┌─ Records provided
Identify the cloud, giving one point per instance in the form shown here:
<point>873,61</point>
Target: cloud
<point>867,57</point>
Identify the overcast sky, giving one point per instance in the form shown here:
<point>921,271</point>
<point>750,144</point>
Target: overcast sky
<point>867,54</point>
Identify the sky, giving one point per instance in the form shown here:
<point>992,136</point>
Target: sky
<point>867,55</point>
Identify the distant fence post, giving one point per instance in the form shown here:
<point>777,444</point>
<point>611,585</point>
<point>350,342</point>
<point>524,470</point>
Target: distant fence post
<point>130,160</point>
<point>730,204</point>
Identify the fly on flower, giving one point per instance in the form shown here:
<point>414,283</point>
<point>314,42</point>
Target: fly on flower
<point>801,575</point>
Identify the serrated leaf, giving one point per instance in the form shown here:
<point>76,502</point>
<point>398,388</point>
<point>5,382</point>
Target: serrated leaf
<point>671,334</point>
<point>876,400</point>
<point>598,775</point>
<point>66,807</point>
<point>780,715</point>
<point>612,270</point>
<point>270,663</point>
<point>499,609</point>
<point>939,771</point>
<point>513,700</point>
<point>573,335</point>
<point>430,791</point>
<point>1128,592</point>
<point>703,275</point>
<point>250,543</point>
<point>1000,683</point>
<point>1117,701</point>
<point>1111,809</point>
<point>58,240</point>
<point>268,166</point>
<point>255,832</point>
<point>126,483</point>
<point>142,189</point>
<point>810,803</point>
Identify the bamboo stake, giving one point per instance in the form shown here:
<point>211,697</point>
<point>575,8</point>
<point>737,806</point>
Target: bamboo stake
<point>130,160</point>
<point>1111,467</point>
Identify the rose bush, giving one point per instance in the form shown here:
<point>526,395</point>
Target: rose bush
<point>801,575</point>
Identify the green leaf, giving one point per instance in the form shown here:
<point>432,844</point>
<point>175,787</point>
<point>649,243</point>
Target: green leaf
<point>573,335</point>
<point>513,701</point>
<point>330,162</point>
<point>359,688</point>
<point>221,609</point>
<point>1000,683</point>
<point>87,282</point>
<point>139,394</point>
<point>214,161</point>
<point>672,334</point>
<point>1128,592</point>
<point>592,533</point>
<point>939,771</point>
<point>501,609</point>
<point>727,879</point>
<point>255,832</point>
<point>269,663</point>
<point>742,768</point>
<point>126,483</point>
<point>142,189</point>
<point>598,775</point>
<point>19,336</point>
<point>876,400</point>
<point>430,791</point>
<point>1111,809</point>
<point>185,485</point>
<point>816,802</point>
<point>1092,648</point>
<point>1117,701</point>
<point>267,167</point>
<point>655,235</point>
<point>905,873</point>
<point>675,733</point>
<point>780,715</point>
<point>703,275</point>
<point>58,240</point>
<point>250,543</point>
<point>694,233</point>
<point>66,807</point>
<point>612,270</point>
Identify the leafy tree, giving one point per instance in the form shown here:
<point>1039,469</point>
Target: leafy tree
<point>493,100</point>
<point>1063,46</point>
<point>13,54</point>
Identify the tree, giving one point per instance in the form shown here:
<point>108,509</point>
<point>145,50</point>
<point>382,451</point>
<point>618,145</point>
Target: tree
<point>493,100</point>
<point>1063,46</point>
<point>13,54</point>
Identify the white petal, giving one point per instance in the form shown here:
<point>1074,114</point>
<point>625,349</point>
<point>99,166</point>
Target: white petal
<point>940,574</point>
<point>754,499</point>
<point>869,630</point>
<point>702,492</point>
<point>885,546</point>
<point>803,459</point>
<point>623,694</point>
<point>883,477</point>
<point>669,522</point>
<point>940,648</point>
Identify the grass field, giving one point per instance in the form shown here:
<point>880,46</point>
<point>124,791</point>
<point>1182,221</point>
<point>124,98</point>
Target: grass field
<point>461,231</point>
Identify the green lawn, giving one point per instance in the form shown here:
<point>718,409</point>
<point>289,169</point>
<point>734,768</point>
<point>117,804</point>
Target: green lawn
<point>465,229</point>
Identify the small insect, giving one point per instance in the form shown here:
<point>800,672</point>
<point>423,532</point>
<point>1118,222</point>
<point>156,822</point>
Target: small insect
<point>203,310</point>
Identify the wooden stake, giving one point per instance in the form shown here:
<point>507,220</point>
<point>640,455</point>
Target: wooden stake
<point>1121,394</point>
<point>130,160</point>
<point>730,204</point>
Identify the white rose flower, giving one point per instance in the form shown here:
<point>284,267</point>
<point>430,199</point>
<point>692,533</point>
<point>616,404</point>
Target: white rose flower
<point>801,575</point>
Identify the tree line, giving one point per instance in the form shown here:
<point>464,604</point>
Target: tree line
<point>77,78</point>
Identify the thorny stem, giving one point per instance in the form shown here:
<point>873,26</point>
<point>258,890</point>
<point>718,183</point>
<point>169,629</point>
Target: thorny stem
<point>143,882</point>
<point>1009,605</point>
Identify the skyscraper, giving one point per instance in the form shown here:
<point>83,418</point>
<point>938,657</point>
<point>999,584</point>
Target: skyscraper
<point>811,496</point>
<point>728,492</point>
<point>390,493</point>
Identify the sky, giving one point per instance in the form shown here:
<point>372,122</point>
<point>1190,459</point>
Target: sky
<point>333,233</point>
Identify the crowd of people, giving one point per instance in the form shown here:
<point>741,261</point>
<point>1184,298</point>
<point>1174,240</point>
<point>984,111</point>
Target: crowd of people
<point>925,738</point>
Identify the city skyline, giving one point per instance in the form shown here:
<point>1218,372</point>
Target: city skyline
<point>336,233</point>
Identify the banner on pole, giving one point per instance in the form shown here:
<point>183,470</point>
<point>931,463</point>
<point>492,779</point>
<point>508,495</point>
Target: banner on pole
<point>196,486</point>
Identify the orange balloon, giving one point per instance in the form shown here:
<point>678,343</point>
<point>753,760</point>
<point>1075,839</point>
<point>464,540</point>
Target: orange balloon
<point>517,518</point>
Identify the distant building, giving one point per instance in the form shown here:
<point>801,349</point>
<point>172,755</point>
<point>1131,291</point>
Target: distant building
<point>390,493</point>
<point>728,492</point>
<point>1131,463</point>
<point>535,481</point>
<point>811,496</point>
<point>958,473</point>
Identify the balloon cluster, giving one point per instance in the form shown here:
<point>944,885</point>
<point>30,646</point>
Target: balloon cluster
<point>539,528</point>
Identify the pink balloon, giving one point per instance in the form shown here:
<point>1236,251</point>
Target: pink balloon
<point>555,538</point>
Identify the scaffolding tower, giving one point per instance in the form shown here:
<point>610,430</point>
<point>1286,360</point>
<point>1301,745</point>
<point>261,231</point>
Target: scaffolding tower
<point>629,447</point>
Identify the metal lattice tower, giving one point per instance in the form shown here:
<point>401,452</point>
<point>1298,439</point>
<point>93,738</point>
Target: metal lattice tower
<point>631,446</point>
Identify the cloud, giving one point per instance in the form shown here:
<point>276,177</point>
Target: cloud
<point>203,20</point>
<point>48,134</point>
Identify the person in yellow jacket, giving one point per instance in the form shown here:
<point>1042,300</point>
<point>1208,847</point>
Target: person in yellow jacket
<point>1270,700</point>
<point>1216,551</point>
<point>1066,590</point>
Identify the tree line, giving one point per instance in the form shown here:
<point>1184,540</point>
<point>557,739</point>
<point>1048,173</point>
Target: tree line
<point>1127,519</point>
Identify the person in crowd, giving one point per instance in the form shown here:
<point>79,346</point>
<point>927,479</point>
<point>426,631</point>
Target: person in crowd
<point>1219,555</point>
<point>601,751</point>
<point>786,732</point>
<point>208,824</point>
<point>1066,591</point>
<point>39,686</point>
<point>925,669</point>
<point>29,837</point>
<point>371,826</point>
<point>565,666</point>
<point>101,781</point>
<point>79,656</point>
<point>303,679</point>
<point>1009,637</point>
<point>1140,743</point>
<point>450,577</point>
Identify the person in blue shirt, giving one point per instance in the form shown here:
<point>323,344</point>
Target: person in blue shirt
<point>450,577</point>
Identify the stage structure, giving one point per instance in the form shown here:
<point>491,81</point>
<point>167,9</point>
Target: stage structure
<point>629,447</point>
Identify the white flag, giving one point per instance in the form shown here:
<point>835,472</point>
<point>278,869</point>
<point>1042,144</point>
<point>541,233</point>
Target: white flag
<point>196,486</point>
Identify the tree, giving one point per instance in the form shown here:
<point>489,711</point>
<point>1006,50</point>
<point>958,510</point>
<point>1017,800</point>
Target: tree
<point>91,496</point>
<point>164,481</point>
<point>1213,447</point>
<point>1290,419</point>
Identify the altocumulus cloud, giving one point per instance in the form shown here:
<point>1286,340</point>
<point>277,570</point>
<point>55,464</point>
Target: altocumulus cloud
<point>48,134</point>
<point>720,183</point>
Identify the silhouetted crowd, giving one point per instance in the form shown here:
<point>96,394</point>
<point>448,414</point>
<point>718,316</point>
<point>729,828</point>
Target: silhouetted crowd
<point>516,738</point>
└─
* [What is required] Write out exactly the lines above from the line with "<point>524,470</point>" through the line with "<point>314,42</point>", both of them included, and leave out all other lines.

* [Response for this exercise]
<point>524,470</point>
Target: distant fence post
<point>130,160</point>
<point>730,204</point>
Identify the fly on flower, giving one point per instance in the form shown here:
<point>414,283</point>
<point>314,42</point>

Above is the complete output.